+++ Given entries +++

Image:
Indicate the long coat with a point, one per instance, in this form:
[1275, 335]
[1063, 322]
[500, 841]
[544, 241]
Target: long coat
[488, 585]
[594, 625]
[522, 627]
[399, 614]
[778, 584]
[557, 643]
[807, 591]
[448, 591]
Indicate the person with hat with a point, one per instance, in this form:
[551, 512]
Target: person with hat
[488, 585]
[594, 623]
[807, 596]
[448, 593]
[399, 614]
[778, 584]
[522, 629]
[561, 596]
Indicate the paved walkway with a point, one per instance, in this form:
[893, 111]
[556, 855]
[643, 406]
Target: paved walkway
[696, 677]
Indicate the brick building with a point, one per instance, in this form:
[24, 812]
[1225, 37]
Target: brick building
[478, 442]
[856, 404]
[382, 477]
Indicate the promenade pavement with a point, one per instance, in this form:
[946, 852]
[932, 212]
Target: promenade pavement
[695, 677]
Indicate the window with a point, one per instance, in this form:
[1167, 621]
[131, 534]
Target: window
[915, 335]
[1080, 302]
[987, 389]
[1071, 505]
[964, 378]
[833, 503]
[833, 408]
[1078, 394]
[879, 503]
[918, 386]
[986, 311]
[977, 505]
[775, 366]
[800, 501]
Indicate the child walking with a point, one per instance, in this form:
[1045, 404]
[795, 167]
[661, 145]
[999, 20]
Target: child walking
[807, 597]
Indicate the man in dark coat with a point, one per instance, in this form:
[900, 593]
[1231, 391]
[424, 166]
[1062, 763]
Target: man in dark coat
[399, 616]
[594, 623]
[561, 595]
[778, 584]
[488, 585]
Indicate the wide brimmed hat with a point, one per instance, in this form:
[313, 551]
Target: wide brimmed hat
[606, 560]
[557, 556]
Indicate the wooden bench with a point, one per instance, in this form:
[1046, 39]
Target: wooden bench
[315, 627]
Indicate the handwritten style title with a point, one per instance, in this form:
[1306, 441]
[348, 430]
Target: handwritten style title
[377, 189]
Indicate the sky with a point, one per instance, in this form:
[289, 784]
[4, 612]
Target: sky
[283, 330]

+++
+++ Given entries +++

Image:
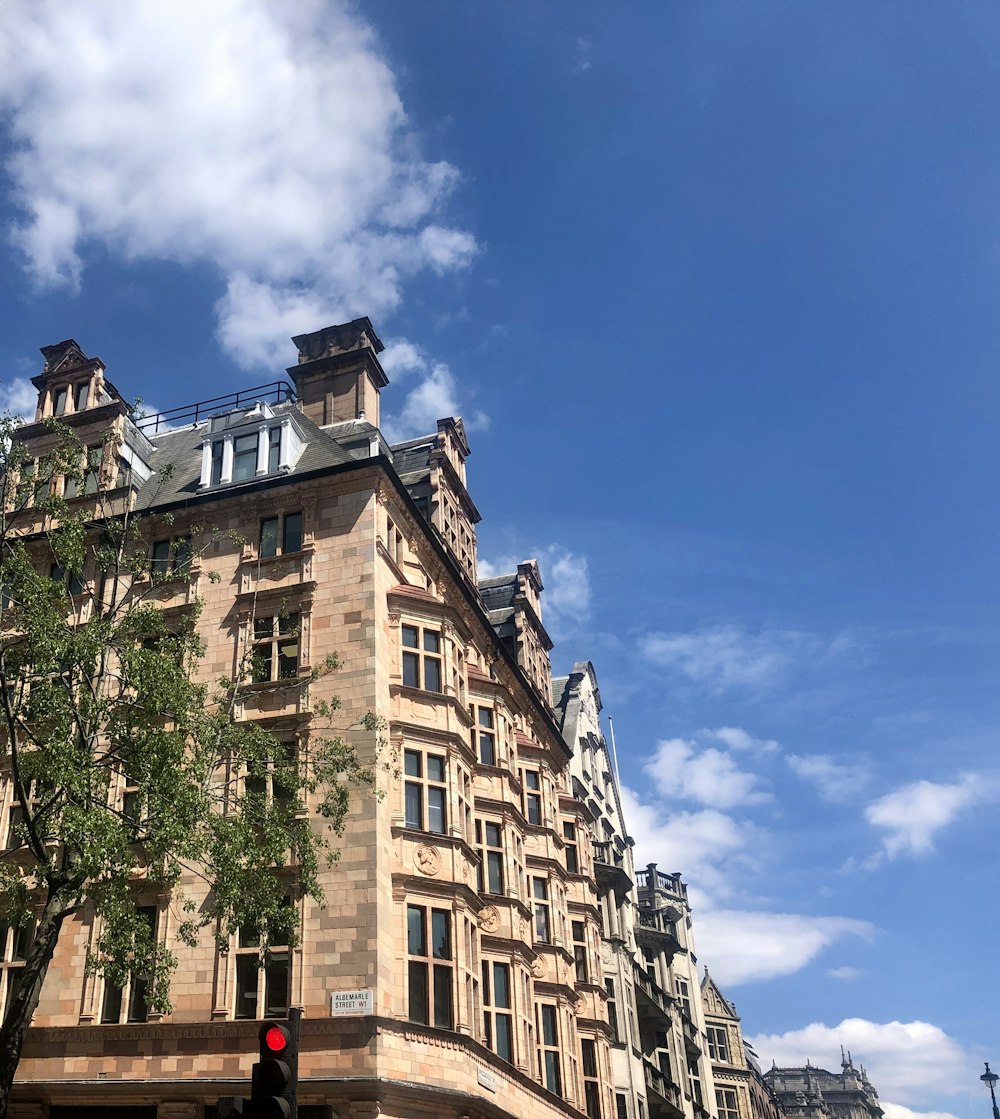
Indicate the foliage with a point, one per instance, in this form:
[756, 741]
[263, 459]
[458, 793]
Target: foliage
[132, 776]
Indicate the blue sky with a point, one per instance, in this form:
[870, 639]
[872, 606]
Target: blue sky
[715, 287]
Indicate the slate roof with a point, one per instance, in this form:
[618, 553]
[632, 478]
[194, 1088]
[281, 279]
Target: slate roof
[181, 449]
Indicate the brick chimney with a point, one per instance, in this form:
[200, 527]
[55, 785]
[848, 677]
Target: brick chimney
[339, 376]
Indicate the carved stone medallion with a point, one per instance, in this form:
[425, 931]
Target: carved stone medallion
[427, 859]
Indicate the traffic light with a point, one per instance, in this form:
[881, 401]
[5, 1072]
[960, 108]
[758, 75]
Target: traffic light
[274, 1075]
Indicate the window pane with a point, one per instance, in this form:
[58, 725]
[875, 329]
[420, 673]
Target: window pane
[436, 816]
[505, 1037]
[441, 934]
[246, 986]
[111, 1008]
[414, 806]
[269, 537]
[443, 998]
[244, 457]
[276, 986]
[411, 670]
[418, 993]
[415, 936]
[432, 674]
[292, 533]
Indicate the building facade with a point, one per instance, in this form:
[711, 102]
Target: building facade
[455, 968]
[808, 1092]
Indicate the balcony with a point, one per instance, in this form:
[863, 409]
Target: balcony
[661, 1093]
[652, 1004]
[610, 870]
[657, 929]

+++
+++ Given entries +++

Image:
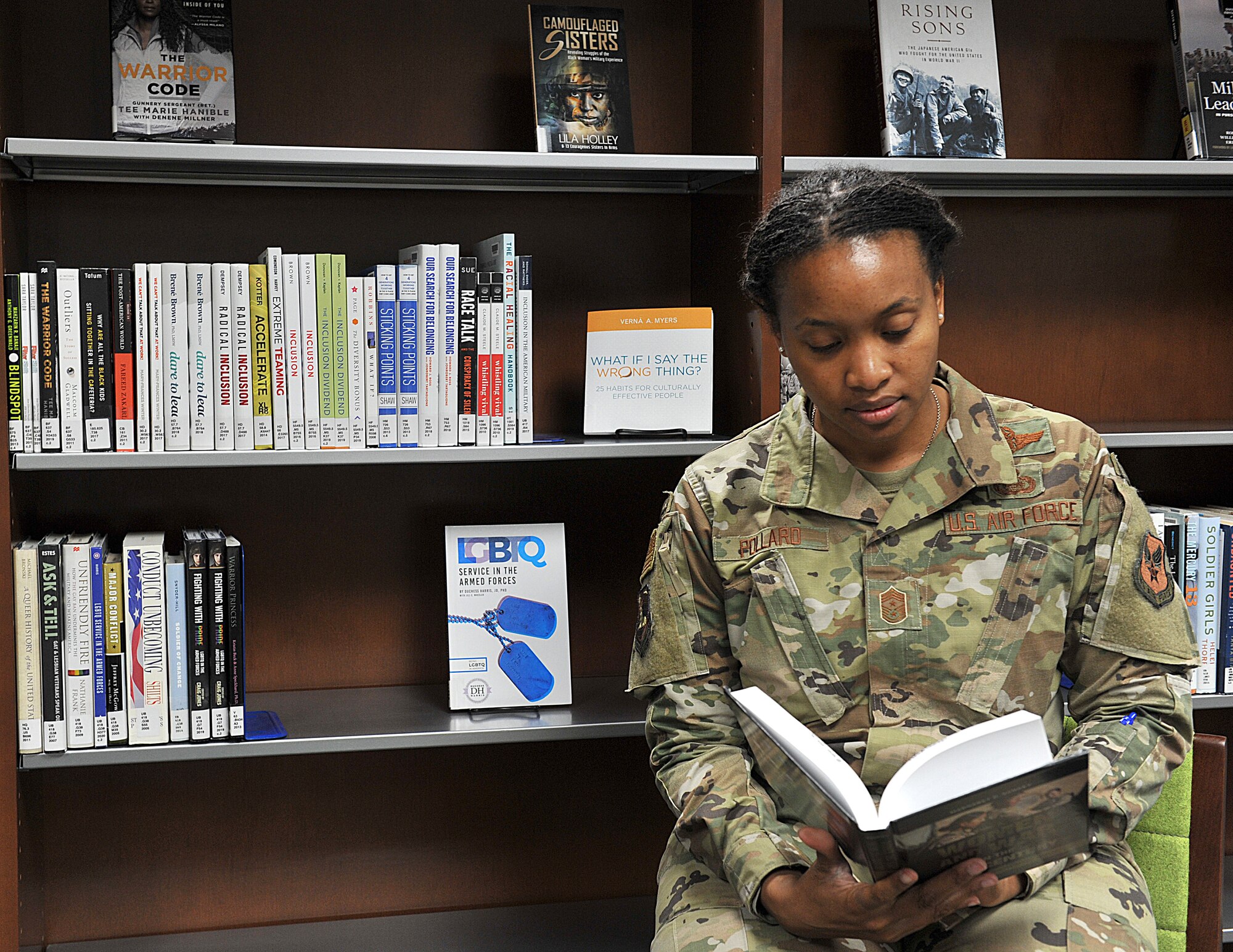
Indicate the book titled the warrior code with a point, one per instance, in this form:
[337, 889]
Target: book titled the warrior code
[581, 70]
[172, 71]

+++

* _What the task requires_: Gather every line in the entries above that contains the string "code" and copy each one out. Case counts, so match uppercase and lowercase letters precisely.

* _Completed exercise_:
Indicate the book titled the warrior code with a point, one per instance, in this form:
Target: book titled the warrior code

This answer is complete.